[Source extract]
++++

This can be a little tricky when making a graph on the computer, since something that looks fine when you run it the first time might end up shrunken down in the final document. The fix for this is to look at the result in the final document, and go back and fix it if it looks bad.

Fixing it in ggplot: If your text is in an annotate() or geom_, use the size aesthetic to change its size. If you have overlapping text with a geom_text()/geom_label(), you can sometimes fix it by using geom_text_repel()/geom_label_repel() instead from the ggrepel package. If it’s a plot title or axis title/label, use theme() to change the size.

If your axis labels are overlapping (like if you have a lot of bars on a bar graph), try any mix of of: (a) making the bars horizontal instead of vertical with coord_flip(), (b) using mutate() to swap out labels for shorter ones, (c) consider if there’s another way to label your bars (perhaps at the top of the bar so the labels are at different heights?), (d) consider if your graph would make more sense removing some bars, (e) simply make the image wider so there’s more room, using the fig.width chunk option in Quarto, or if saving the image to file, change the width in the export window or use the width option in ggsave(), or (f) use scale_x_discrete(guide = guide_axis(n.dodge = 2)) to make the label height alternate up and down to give more room for the text.

3. A Line Graph With An Unordered x-Axis

A line graph implies continuity from one point to the next. If your x-axis is categorical and does not follow a meaningful order where each category comes “after” the one before it, then that continuity isn’t actually there, and is misleading. It will often be incorrectly read as “change over time”. (And no, alphabetical order or ordering the categories by the y-axis value doesn’t usually count as a meaningful order for this purpose).

Fixing it in ggplot: Make a bar graph (geom_bar()/geom_col()) instead, or some other kind of graph.

4. A Degenerate Line Graph

Line graphs are designed to be used in cases where, for each line you intend to plot, there is one data point for each x-axis value. If you try to make a line graph with data where this is not the case, your results will almost certainly be nonsense with a bunch of uninterpretable vertical lines on it. It will sort of feel like the slopes connecting those vertical lines are meaningful, but they aren’t; they’re almost entirely arbitrary.

(note there is an alternate kind of graph called a path graph, made in ggplot with geom_path() which has vertical lines to connect the points but does have one data point per x-axis value. That’s fine and not a problem.)

++++

[Information provided]
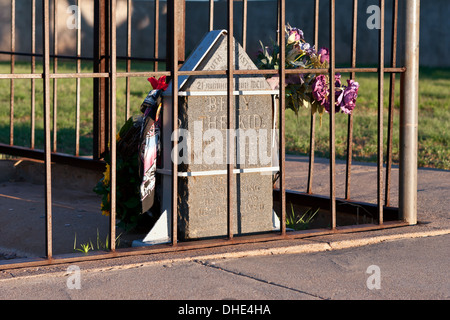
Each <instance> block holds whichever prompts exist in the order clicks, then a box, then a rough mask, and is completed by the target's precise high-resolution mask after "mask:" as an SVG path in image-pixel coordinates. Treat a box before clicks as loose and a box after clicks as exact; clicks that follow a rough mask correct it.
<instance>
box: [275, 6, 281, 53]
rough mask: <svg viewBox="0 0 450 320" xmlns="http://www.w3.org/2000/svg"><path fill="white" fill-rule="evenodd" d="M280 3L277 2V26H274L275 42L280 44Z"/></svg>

++++

[Assigned task 1]
Output the part of the passage on graphing mistakes that runs from "This can be" up to and including "it looks bad.", word for word.
[Assigned task 2]
Continue the passage on graphing mistakes, starting right after its final sentence.

[Exercise answer 1]
This can be a little tricky when making a graph on the computer, since something that looks fine when you run it the first time might end up shrunken down in the final document. The fix for this is to look at the result in the final document, and go back and fix it if it looks bad.

[Exercise answer 2]
Fixing it in ggplot: Make sure you only have one data point per line per x-axis value. If your problem is that there are multiple different groups in your data (perhaps that avocado data contains one value for Hass avocadoes each month and another value for other kinds), then either use filter() to pick only the group you want, or use color or linetype or some other aesthetic in your aes() function to plot the line for each group separately. If you do only want one line but currently have multiple rows of data for each x-axis value, you probably want to summarize the different rows together into a single row. Use group_by(your_x_axis_variable) %>% summarize(y = mean(y)) or sum(y) or some other summarizing function.

5. A Scatterplot With Lots of Identical Data

A scatterplot is used in cases where it is useful to see each data point separately. However, if you have two data points that take the exact same values, then one point will be directly in front of the other, blocking its view. If this happens on very rare occasion, it’s not a problem. But if it happens a lot, then your scatterplot is bad. Note that if either your x or y axis, or both, is categorical or takes a small number of discrete values, then this is almost certainly going to be a problem.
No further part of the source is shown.